▶ _Problème 1_
Mettez à jour le passage de l'entretien sur le covid-19 qui va de « Comment expliquez-vous la » jusqu'à « seize mois ? », en remplaçant « malades » par « patients ».
▶ _Problème 2_
Veuillez prolonger l'entretien sur le covid-19 à partir de sa dernière phrase.

▶ _Texte source_
>>>
Le Dr Mohamed Yousfi, chef du service des maladies infectieuses à l’hôpital de Boufarik, appelle les pouvoirs publics à renforcer les structures hospitalières surtout en moyens humains pour faire face à la flambée du covid-19 qui touche actuellement l’Algérie. Il pousse un coup de gueule pour dénoncer le manque de moyens et le non-respect par les citoyens des mesures barrières.
Comment expliquez-vous la reprise des contaminations au covid-19 en Algérie ?
Depuis une semaine, on avertit sur cette augmentation constante enregistrée depuis fin mars et qui s’accélère depuis pratiquement une semaine, avec une explosion des cas.
Chez nous (EPH Boufarik) on est passé d’une trentaine de malades à plus de 80 malades. Nous recevons des malades de Blida mais aussi de la wilaya d’Alger, et ce avec moyens humains très limités.
Est-il normal qu’un service d’urgence (services des maladies infectieuses de l’EPH Boufarik) qui est parmi les plus sollicités durant le covid fonctionne avec trois personnes (un médecin, un infectiologue et un infirmier) et ce depuis seize mois ?
<<<
▶ _Données recueillies_
>>>
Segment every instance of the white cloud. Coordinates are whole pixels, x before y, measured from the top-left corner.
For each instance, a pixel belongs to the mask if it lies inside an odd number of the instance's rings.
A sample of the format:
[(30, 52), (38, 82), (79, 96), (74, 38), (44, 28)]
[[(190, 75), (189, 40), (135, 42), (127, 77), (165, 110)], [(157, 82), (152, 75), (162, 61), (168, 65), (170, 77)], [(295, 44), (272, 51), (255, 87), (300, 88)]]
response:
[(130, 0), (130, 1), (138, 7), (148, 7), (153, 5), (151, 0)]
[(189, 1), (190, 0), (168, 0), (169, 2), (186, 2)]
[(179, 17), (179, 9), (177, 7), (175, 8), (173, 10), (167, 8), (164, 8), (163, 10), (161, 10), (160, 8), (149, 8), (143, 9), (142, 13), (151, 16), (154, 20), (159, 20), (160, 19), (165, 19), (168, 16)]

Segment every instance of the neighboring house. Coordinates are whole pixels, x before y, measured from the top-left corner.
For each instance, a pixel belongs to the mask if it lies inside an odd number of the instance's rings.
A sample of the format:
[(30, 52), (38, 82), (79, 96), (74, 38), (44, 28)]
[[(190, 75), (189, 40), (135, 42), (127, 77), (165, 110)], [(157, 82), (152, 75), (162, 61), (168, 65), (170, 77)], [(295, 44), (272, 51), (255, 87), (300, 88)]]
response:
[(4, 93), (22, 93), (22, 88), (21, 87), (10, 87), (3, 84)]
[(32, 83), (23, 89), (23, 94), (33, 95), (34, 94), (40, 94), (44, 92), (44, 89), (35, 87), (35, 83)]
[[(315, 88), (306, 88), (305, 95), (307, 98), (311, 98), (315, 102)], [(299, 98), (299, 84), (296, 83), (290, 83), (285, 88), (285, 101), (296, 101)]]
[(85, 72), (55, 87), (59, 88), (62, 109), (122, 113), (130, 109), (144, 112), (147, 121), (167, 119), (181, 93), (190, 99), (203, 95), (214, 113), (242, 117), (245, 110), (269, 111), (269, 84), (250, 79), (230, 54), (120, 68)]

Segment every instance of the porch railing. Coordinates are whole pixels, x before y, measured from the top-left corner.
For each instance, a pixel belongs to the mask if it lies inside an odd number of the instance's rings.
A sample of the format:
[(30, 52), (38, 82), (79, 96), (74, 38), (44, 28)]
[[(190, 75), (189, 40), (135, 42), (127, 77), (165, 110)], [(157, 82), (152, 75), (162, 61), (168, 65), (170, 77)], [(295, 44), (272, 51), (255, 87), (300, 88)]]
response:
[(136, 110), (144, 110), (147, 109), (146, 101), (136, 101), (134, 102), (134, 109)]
<<<
▶ _Espace de réponse 1_
Comment expliquez-vous la reprise des contaminations au covid-19 en Algérie ?
Depuis une semaine, on avertit sur cette augmentation constante enregistrée depuis fin mars et qui s’accélère depuis pratiquement une semaine, avec une explosion des cas.
Chez nous (EPH Boufarik) on est passé d’une trentaine de patients à plus de 80 patients. Nous recevons des patients de Blida mais aussi de la wilaya d’Alger, et ce avec moyens humains très limités.
Est-il normal qu’un service d’urgence (services des maladies infectieuses de l’EPH Boufarik) qui est parmi les plus sollicités durant le covid fonctionne avec trois personnes (un médecin, un infectiologue et un infirmier) et ce depuis seize mois ?

▶ _Espace de réponse 2_
Notre situation en moyens humains est critique. Notre personnel est très fatigué et tous les services sont saturés. Le tout avec le même personnel qui est aujourd’hui à plat. Nous avons déjà interpellé le ministère de la Santé et encore plus aujourd’hui.
Un médecin généraliste a eu un malaise jeudi aux services d’urgences en raison de l’afflux de malades, avec 110 patients en quelques heures dont 20 hospitalisations.
Je rappelle que nous avons rouvert le service de chirurgie pour le consacrer de nouveau au covid. Il s’ajoute ainsi aux deux services de médecine interne et celui des maladies infectieuses. Nous demandons qu’on soit renforcés avant que le personnel s’écroule.
On continue d’enregistrer des décès parmi les personnels soignants ?
Moins qu’avant et la différence avec l’année passée, c’est qu’aujourd’hui il y a le vaccin. Et là je lance un appel à tous les citoyens et particulièrement les professionnels de la santé afin d’utiliser cette protection (le vaccin). Ce que nous n’avions pas avant, alors que nous étions exposés 24/24h à la maladie.
Il y a encore une réticence de la part de certains professionnels de la santé quant à se faire vacciner…
Je confirme. La réticence existe partout. Ce qui est malheureux, car ce sont les professionnels de la santé qui sont les plus exposés au virus ; on attend d’eux aussi qu’ils donnent l’exemple.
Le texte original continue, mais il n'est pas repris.